-------- TEXTO DE ESTUDO
Em uma lógica de trabalho em Rede de Atenção à Saúde, Mendes18 propõe que esses serviços funcionem em arranjos organizativos de ações e serviços de saúde de diferentes densidades tecnológicas que, integradas por meio de sistemas de apoio técnico, logístico e de gestão, buscam garantir a integralidade do cuidado à saúde.

No que tange às práticas educativas dos SASPO, a portaria MS no 400/2009 determina o que deve ser ofertado pelos serviços em diferentes cenários. Contudo, os dados mostram que a realidade ainda não corresponde ao proposto nessa portaria. Essas atividades deveriam estar vinculadas ao autocuidado e às orientações para o convívio social e familiar. Entretanto, observou-se que os enfermeiros têm-se ocupado mais frequentemente das atividades administrativas e burocráticas que deveriam ser delegadas a outros profissionais. Ressalta-se que essas atividades visam contemplar predominantemente a organização do serviço, o que contribui para que o enfermeiro tenda a negligenciar as atividades voltadas para a assistência clínica, orientada, principalmente, para atender às necessidades globais dos pacientes19.
----------------
-------- DADOS FORNECIDOS
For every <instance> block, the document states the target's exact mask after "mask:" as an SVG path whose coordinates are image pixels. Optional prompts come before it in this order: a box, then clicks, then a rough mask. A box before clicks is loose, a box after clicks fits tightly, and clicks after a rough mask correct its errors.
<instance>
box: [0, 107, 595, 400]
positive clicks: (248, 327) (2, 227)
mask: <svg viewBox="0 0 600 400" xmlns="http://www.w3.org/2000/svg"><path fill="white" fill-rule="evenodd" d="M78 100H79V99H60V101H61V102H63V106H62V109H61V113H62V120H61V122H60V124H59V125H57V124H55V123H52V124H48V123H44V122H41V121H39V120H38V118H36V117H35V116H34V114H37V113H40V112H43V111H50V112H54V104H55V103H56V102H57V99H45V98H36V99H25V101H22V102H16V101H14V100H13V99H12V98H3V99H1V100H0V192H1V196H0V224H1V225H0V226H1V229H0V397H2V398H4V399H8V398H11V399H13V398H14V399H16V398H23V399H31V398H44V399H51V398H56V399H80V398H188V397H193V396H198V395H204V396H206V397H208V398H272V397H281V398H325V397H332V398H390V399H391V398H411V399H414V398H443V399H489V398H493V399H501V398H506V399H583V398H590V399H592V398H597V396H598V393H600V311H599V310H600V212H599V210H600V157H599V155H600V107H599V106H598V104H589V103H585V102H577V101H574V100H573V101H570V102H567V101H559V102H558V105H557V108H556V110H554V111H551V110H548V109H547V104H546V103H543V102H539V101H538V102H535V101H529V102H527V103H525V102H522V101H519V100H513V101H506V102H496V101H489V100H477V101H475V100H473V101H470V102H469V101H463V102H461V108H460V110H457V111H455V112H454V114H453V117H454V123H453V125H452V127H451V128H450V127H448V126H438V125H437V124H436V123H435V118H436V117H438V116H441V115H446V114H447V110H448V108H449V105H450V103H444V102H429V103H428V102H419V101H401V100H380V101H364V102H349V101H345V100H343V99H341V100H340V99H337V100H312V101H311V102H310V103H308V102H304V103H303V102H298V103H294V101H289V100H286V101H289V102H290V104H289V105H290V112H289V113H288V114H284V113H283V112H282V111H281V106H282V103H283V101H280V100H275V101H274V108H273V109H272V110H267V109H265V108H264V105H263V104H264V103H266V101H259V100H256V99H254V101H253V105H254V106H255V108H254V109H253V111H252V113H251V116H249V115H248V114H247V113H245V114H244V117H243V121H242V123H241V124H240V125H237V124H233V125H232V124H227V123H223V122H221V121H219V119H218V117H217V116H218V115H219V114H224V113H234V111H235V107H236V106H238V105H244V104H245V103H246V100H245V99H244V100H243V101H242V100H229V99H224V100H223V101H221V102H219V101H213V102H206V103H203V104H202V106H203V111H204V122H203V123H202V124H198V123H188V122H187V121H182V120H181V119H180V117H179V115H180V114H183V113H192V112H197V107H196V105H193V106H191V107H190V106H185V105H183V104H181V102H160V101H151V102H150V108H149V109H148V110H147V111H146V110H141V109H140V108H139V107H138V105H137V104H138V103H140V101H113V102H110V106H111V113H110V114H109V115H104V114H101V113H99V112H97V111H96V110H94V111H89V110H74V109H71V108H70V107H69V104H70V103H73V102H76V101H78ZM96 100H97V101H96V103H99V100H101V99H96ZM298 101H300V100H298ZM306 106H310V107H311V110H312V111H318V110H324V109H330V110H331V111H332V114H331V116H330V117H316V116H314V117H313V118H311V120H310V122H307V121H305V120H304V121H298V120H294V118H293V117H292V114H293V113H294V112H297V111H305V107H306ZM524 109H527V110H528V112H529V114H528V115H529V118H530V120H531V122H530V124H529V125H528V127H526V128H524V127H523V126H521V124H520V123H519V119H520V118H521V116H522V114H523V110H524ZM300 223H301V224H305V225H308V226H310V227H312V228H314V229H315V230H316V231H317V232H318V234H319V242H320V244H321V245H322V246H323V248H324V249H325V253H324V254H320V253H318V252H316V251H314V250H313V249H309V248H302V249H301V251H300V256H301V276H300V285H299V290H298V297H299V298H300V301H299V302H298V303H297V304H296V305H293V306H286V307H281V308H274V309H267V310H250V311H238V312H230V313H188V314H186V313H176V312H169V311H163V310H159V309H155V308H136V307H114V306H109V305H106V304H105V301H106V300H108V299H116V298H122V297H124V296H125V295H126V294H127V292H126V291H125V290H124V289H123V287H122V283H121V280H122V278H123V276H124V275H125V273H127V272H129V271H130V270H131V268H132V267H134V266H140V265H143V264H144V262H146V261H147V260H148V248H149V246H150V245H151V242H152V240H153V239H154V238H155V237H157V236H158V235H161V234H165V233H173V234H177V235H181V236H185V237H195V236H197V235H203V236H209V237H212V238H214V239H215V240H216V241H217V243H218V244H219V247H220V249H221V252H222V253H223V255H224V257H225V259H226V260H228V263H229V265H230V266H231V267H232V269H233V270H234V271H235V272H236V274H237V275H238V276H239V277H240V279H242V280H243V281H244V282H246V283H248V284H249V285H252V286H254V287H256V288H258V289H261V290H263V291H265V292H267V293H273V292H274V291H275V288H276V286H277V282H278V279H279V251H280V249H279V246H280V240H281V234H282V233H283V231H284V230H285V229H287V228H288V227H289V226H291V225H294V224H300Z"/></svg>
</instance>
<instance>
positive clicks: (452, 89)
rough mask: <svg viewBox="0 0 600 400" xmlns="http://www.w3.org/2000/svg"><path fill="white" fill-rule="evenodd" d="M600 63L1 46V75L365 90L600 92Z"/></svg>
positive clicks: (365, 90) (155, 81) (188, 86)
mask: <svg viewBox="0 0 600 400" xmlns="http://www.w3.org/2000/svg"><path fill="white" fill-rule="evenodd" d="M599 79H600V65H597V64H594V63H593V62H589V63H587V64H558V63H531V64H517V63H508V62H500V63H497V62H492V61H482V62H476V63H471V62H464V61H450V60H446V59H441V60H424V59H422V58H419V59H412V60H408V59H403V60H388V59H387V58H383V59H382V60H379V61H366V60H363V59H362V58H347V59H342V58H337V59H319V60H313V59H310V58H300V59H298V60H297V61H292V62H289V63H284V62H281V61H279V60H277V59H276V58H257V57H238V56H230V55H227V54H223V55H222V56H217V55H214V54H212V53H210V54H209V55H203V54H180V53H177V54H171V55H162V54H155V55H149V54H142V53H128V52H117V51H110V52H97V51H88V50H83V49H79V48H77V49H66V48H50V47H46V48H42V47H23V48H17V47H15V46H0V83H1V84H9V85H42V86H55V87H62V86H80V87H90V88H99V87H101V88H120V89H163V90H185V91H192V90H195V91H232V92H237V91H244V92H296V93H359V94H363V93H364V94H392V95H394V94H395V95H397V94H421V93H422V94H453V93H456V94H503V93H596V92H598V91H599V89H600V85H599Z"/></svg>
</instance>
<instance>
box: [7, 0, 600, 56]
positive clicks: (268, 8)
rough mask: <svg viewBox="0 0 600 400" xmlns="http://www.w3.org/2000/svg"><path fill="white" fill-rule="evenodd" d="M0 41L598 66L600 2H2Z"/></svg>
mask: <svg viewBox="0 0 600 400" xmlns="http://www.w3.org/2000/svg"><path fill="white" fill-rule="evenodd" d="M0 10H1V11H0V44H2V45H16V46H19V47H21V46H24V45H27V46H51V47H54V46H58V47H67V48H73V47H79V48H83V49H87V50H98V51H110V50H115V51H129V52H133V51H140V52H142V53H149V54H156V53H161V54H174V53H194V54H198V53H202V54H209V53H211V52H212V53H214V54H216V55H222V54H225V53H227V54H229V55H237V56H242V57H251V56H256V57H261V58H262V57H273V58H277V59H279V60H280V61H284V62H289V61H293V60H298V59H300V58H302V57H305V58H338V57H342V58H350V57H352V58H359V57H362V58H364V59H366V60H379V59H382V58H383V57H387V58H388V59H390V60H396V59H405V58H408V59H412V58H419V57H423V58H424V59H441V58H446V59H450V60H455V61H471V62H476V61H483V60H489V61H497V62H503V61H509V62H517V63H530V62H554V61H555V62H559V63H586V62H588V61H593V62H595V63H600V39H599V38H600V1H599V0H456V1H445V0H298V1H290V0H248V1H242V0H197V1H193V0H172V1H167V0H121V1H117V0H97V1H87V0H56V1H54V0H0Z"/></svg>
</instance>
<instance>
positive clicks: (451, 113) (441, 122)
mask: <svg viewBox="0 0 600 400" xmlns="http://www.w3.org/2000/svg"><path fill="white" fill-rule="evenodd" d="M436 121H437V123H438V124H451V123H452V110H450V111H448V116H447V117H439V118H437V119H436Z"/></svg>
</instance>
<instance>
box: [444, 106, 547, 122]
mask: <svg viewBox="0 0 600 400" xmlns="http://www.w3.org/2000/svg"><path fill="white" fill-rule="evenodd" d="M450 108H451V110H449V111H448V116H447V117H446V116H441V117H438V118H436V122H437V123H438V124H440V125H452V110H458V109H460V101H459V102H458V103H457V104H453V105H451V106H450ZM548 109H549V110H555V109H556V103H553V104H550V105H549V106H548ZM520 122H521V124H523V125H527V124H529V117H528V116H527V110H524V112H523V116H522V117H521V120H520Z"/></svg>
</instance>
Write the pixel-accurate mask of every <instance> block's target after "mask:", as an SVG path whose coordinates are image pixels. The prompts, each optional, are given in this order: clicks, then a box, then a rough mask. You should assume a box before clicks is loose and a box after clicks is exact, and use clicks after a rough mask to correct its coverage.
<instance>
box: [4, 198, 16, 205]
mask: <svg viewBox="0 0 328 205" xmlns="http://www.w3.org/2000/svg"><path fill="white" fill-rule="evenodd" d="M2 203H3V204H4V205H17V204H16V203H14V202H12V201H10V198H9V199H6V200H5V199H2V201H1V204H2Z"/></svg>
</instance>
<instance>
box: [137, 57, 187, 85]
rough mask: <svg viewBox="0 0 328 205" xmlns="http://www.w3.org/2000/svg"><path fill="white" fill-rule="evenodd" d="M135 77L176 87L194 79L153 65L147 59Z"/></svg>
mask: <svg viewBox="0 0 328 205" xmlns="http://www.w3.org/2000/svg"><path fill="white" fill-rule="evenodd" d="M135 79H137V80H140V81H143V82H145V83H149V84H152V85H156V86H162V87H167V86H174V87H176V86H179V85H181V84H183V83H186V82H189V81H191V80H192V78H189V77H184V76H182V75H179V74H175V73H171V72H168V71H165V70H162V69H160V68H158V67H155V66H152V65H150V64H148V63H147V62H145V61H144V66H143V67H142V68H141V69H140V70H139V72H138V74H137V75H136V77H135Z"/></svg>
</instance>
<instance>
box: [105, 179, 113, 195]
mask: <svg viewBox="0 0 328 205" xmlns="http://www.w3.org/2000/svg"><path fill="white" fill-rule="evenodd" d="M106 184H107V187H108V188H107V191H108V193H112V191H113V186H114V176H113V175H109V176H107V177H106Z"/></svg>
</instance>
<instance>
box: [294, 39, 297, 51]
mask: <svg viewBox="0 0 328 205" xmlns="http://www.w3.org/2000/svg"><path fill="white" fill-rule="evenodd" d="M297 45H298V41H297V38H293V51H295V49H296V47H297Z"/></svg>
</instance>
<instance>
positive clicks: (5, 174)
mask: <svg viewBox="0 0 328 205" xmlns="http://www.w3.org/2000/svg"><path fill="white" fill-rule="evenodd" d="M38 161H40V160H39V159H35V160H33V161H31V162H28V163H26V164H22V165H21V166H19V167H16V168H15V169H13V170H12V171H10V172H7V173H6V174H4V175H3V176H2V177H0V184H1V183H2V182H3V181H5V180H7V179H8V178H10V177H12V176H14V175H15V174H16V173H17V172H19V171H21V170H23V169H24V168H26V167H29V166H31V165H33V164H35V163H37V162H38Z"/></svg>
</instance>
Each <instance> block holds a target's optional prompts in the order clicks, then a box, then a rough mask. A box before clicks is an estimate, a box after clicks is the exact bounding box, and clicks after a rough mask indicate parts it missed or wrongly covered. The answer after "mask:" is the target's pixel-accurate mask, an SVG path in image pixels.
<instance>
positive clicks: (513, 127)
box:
----------------
### [INSTRUÇÕES DE TRABALHO]
a – Liste os tipos de sistemas de apoio que, segundo o texto sobre os SASPO, integram os arranjos organizativos da Rede de Atenção à Saúde.
b – Prossiga o texto sobre os SASPO, escrevendo a continuação depois da última frase.

### [RESPOSTAS POR TAREFA]
a –
- Técnico
- Logístico
- De gestão

b –
Os SASPO são vocacionados a dispensação de equipamentos coletores e adjuvantes de proteção e segurança para estomias intestinais e urinários. Sendo assim, a SES/MG vai além do recomendado, pois oferece 15 grupos de distintos produtos para o atendimento do estomizado que, somados às especificações técnicas de cada laboratório, agrega 118 produtos. Esses materiais são oferecidos para a rede de maneira que a sua escolha seja individualizada pela necessidade da pessoa estomizada, levando-se em consideração, principalmente, o tamanho, tipo e local do estoma, a presença de complicações e o tipo de efluente, além da adaptação do usuário.

A escolha de um equipamento coletor em detrimento de outro para o indivíduo com um estoma pode ser problemático. Existem inúmeros produtos e seus fabricantes, muitas vezes, alegam que seus dispositivos são os de melhor desempenho do mercado para a clínica. Entretanto, a maioria das indicações desses dispositivos baseia-se no hábito ou na experiência clínica dos enfermeiros20.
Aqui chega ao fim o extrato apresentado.